Text to read:
"""
Wednesday, April 9, 2014

Reuters News - G20 to focus on boosting global growth, not Crimea: official

International Monetary Fund (IMF) Managing Director Christine Lagarde speaks at a news conference during the G20 Central Bank Governors and Finance Ministers annual meeting in Sydney, February 23, 2014. REUTERS/Jason Reed
International Monetary Fund (IMF) Managing Director Christine Lagarde speaks at a news conference during the G20 Central Bank Governors and Finance Ministers annual meeting in Sydney, February 23, 2014.
CREDIT: REUTERS/JASON REED
(Reuters) - Global financial leaders will thrash out details of individual country pledges to boost growth and overhaul their economies at this week's meetings in Washington, a senior Australian official said on Tuesday.
Group of 20 countries promised at their last meeting in Sydney in February to lift global output by an extra 2 percent over five years, with individual action plans due later this year.
Although geopolitical risks stemming from the crisis in Ukraine were also on the table, growth would take center stage, Australia's G20 Finance Deputy Barry Sterland said in a telephone interview.
"To build momentum on those growth strategies is really a key goal for this meeting," he said. "A big focus of this meeting is going to be building on that growth ambition, discussing the sorts of measures that are needed to meet the Sydney growth goal."
Australia chairs the bloc of advanced and developing economies this year and has asked for firm plans to address gaps in each country's policy settings in the second half of 2014.
According to a document prepared for the G20 by European Union finance ministers, reform drafts so far have fallen short and more ambitious work is needed in areas including investment, employment and competition.
"""
Position annotation records:
"""
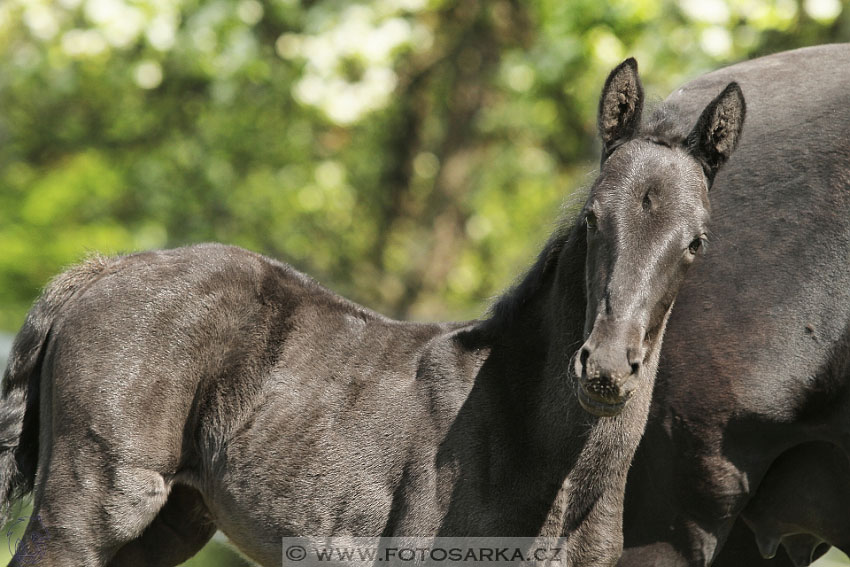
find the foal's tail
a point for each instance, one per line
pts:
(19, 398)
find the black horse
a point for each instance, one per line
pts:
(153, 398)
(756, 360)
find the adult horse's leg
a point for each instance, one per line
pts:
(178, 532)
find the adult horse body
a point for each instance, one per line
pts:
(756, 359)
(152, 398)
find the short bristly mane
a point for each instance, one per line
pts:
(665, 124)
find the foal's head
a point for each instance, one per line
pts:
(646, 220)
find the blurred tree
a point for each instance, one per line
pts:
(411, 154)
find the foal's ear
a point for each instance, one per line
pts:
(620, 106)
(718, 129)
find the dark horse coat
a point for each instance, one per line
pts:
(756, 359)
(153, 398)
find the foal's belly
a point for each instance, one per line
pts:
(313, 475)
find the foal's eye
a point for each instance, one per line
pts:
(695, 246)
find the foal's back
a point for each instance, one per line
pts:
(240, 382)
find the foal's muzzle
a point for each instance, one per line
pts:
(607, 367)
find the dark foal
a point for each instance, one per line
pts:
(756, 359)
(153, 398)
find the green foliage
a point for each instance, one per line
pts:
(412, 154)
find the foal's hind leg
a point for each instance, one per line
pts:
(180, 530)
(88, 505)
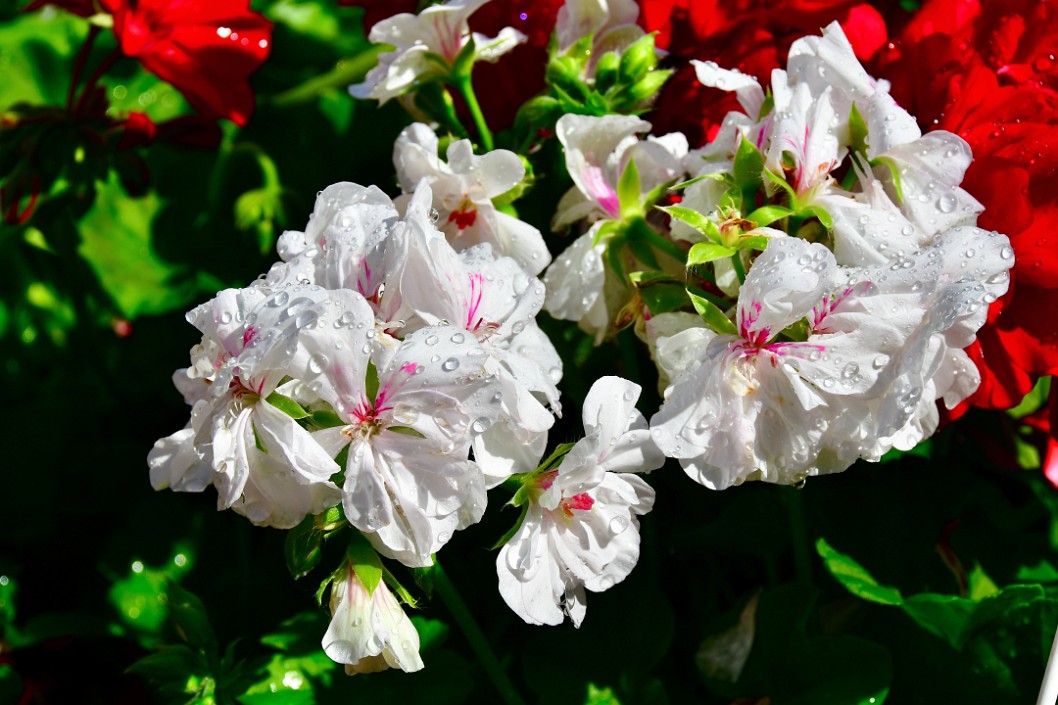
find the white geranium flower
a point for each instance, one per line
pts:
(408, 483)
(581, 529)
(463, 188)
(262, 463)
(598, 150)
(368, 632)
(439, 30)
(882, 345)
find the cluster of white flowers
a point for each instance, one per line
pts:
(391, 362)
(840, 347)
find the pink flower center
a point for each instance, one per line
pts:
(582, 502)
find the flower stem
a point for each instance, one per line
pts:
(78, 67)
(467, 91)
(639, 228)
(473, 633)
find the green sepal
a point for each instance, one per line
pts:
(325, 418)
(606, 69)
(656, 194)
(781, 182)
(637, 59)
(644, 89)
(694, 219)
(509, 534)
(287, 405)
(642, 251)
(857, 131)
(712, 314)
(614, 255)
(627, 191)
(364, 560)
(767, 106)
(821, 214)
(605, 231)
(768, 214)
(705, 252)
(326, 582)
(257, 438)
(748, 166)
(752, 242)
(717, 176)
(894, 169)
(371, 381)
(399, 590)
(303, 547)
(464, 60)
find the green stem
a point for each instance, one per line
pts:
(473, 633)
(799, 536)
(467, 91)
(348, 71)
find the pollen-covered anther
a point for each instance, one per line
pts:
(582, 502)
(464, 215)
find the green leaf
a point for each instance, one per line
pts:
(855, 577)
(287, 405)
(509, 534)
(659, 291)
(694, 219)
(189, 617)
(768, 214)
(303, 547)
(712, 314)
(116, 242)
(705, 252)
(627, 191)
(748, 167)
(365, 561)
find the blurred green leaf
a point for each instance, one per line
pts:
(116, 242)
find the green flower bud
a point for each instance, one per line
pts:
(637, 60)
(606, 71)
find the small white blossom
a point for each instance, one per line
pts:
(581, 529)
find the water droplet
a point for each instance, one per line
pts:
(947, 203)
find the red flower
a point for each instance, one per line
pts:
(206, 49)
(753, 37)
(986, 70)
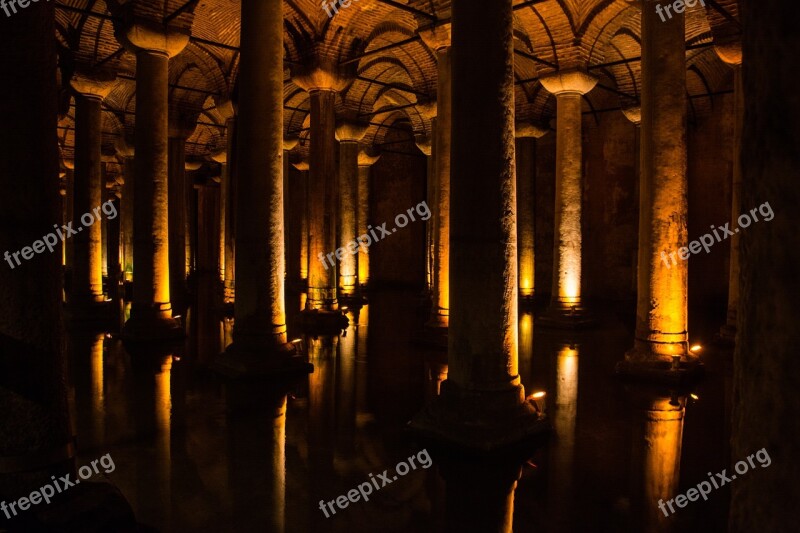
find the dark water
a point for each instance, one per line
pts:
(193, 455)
"""
Written exercise:
Continue the news article about the G20 growth talks in Washington, starting right after its last sentence.

Reply to the exercise:
The International Monetary Fund forecast global growth at 3.6 percent this year while warning of geopolitical risks amid a tug of war between Russia and Western countries over Ukraine.
Russia, also a G20 member, has been hit with EU and U.S. sanctions over its annexation of Ukraine's Crimea region.
G20 officials have said they expect the group's communiqué, to be issued after Friday's meeting, will not specifically mention the crisis in Ukraine.
Sterland said there would be a discussion of the "full range" of geopolitical risks, but noted that Ukraine had already been an issue at the last G20 just six weeks earlier, and there was no plan for joint action against Russia.
"That sort of theme would not be on the agenda for this meeting," Sterland said.
Australia's Foreign Minister Julie Bishop has said it depends on G20 member countries whether Russia is invited to the G20 leaders' summit this year.
DEFLATION EYED
At Friday's meeting, emerging markets are again expected to raise concerns about spillover effects from central banks normalizing policy in advanced economies, a worry which featured prominently at the Sydney meetings.
The U.S. Federal Reserve is on track to wind up bond purchases by the end of this year as the U.S. economy recovers, although the European Central Bank is under pressure to do more to support growth.
The G20's February communiqué said that the timing of monetary policy withdrawal should be conditional on the outlook for price stability as well as growth - sounding a note of caution given the euro zone's extremely low inflation.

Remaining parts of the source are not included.